:: DATA EXCERPTS

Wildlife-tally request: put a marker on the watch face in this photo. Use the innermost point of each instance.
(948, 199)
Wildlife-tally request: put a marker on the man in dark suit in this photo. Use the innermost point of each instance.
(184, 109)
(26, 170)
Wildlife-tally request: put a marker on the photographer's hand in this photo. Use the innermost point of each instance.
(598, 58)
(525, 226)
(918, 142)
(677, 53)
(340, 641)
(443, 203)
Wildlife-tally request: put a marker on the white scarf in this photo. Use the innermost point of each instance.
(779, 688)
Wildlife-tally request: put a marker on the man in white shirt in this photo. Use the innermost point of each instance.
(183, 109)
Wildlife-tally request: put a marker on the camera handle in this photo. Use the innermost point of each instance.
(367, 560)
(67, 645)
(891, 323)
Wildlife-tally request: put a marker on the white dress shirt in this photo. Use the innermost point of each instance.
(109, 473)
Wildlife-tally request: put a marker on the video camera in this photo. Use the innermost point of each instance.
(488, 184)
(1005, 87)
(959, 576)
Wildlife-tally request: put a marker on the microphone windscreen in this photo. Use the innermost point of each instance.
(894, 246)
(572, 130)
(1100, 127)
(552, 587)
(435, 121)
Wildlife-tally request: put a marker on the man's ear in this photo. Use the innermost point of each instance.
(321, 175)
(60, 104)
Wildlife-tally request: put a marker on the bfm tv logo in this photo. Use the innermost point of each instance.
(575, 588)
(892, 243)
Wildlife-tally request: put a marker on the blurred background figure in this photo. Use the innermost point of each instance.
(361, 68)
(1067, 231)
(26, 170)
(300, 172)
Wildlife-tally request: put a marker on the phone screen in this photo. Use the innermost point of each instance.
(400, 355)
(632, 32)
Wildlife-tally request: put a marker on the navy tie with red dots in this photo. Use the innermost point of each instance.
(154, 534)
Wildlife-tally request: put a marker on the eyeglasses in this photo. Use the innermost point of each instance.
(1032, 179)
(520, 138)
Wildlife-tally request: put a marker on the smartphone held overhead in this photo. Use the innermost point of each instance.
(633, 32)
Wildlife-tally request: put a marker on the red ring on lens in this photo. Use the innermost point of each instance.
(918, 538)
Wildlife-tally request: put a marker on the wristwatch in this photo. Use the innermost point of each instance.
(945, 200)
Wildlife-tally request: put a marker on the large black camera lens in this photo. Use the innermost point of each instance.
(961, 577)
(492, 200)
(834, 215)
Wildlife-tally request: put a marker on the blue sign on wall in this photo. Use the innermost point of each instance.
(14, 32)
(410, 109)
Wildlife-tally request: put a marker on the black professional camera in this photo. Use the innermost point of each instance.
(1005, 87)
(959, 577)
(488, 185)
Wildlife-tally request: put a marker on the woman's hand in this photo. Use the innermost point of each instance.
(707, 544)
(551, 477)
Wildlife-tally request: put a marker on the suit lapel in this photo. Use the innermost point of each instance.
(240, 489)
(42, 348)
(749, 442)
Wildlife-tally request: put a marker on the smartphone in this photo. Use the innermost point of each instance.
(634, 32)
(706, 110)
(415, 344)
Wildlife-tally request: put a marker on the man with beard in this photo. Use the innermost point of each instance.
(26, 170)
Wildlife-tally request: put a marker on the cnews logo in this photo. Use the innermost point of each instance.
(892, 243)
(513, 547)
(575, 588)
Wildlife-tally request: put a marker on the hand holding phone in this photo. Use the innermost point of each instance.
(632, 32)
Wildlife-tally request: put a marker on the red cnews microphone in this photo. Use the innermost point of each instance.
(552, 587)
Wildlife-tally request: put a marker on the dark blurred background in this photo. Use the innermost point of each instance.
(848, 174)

::::
:: DATA EXCERPTS

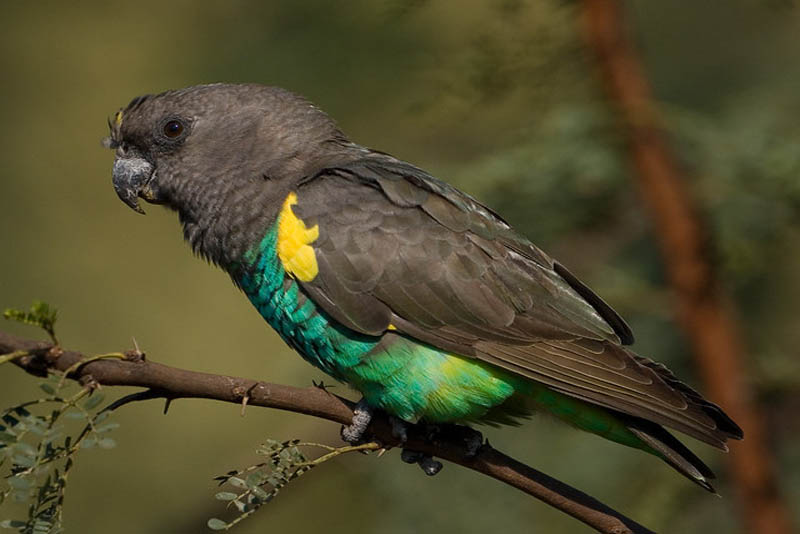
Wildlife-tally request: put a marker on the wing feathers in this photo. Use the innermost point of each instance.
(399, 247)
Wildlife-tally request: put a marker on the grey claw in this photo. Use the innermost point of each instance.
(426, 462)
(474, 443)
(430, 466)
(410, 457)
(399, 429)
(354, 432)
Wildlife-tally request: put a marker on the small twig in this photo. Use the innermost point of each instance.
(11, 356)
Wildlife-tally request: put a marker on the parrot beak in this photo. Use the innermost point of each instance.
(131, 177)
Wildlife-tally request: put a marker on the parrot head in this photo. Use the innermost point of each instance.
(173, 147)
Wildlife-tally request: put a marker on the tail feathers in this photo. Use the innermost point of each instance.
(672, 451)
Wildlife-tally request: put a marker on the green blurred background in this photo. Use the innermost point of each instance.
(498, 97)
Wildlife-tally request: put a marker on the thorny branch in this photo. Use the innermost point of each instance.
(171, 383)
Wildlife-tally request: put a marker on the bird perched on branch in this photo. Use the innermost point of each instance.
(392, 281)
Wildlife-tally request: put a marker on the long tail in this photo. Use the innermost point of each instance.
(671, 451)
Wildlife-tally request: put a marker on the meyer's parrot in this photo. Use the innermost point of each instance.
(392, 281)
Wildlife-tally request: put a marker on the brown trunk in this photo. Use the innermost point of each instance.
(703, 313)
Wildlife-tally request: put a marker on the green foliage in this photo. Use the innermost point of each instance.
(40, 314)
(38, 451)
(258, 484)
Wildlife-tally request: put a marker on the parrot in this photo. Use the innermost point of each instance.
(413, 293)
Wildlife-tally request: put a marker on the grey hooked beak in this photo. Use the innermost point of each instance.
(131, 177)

::::

#### EXERCISE DESCRIPTION
Identify each line in the records above that contains the word "grey", and copy those lines in full.

#### RESPONSE TO THIS EXERCISE
Wildlife-tally request: put a marker on the grey claw in this photo. Use the innermost point of each instance.
Wildlife-tally request: put a marker on the grey hooked beak in this photo. Use the innermost point of each instance.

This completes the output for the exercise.